- _Extract to read_:
_____
Let B(1), B(2), · · · , B(n) be some ordering of the data A(1), A(2), · · · , A(n). Suppose we partition this block into k sub-blocks, each of length n/k, and use k compressors to compress (in parallel) each such sub-block, with the condition that each compressor may find matching phrases in any of the k sub-blocks, subject to constraints on decodability. As described in [15], the compressed data can be decoded if and only if there are no cycles in the character dependency graph. One way to ensure this is to have a partial order B(i) < B(j) if 1 + [(i – 1)mod(n/k)] < 1 + [(j – 1)mod(n/k)], and to require that if B(j) depends on B(i), then B(i) < B(j) in the partial order. Figure 3 illustrates the algorithm for k = 2. Here, phrase X1 is matched with a phrase from the other block. Phrase X2 is matched within the same block.

Figure 3

Figure 4 provides an example configuration of a parallel hardware implementation for the case of a 1KB block split into four 256-byte sections, with four-way parallel CAM-based compression. As shown in the figure, four uncompressed data input streams are routed to separate sections in four replicated CAM-based compressors. Thus, at any point in time, each of the four compressors “sees” not only the previously input data from the stream it is compressing, but the previously input data from the other three streams as well. An alternative hardware design involves using a common memory array for the four CAMs shown (however, four separate comparator arrays are required).

Figure 4

A parameter of interest is the size of the unit of compression. With too small a size, compressibility will suffer. Conversely, too large a size will produce excess decompression latencies and hardware complexity. In [15] tradeoffs between compressibility and sizes of the unit of compression were also investigated; typically there is a knee in the curve at about 512 bytes (an example is shown in Figure 5). A unit of 1 KB was chosen as a good compromise.

Figure 5

3. Memory organization

A key difference in memory organization between MXT-like compressed-memory systems and traditional architectures is that there is an additional level of address translation: After virtual-to-real address translation, real addresses are “translated” to physical addresses (in hardware) by means of a CTT (compression translation table). With a 1KB unit of compression, each CTT entry contains either 1) the compressed data itself (for highly compressible data—for example, a 1KB segment consisting of all zeros); 2) pointers to one or more blocks containing the compressed data; or 3) pointers to a number of blocks containing the data in uncompressed format. (A small area of memory, an “uncompressed region,” may also be provided in which there is no real-to-physical address translation or compression. That is, real addresses are used directly as physical addresses bypassing the CTT; in MXT such an option is provided at system initialization.)
_____
- _Records supplied_:
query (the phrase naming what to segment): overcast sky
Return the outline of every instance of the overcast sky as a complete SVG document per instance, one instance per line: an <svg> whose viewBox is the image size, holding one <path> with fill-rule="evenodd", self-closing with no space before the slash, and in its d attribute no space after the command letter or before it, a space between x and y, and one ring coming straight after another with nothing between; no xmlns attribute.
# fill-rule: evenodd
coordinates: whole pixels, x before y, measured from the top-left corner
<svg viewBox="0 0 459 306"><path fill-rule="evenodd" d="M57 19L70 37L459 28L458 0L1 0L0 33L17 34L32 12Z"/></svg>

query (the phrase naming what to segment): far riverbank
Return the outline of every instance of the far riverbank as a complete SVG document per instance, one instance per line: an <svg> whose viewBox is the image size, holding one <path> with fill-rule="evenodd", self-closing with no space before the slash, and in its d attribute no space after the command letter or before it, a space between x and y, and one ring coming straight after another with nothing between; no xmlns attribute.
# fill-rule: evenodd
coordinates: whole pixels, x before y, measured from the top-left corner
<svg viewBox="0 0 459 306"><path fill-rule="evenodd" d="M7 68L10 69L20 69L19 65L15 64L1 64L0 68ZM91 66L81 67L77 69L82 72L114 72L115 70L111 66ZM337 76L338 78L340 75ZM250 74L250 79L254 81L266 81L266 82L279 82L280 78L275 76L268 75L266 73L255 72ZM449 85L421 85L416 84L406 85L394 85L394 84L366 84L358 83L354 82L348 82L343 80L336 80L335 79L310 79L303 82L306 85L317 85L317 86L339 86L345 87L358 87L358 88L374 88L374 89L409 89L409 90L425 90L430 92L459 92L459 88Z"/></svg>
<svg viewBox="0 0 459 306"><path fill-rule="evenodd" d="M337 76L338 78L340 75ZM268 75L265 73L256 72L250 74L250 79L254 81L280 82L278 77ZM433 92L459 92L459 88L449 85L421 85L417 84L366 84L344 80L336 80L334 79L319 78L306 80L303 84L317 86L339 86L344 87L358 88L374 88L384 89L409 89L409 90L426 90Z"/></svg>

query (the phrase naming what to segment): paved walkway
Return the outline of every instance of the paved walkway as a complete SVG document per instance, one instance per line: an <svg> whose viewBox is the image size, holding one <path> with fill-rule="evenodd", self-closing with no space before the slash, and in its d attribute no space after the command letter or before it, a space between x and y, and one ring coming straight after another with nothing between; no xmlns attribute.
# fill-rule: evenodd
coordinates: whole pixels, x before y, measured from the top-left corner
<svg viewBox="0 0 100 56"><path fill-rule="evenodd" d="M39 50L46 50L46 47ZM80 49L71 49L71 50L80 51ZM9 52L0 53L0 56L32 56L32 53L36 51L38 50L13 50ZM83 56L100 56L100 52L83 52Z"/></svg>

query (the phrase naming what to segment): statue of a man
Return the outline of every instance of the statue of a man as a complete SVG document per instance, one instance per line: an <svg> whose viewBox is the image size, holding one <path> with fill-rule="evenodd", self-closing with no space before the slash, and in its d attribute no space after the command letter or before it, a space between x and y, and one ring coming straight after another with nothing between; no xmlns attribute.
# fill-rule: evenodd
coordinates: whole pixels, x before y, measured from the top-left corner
_____
- _Problem set_:
- a) In the compressed-memory extract, translate this sentence into French: "Conversely, too large a size will produce excess decompression latencies and hardware complexity."
- b) Output the passage of the compressed-memory extract starting at "Let B(1), B(2), ·" and ending at "the same block.", character for character.

- _Correct answers_:
- a) À l'inverse, une taille trop grande produira des latences de décompression et une complexité matérielle excessives.

- b)
Let B(1), B(2), · · · , B(n) be some ordering of the data A(1), A(2), · · · , A(n). Suppose we partition this block into k sub-blocks, each of length n/k, and use k compressors to compress (in parallel) each such sub-block, with the condition that each compressor may find matching phrases in any of the k sub-blocks, subject to constraints on decodability. As described in [15], the compressed data can be decoded if and only if there are no cycles in the character dependency graph. One way to ensure this is to have a partial order B(i) < B(j) if 1 + [(i – 1)mod(n/k)] < 1 + [(j – 1)mod(n/k)], and to require that if B(j) depends on B(i), then B(i) < B(j) in the partial order. Figure 3 illustrates the algorithm for k = 2. Here, phrase X1 is matched with a phrase from the other block. Phrase X2 is matched within the same block.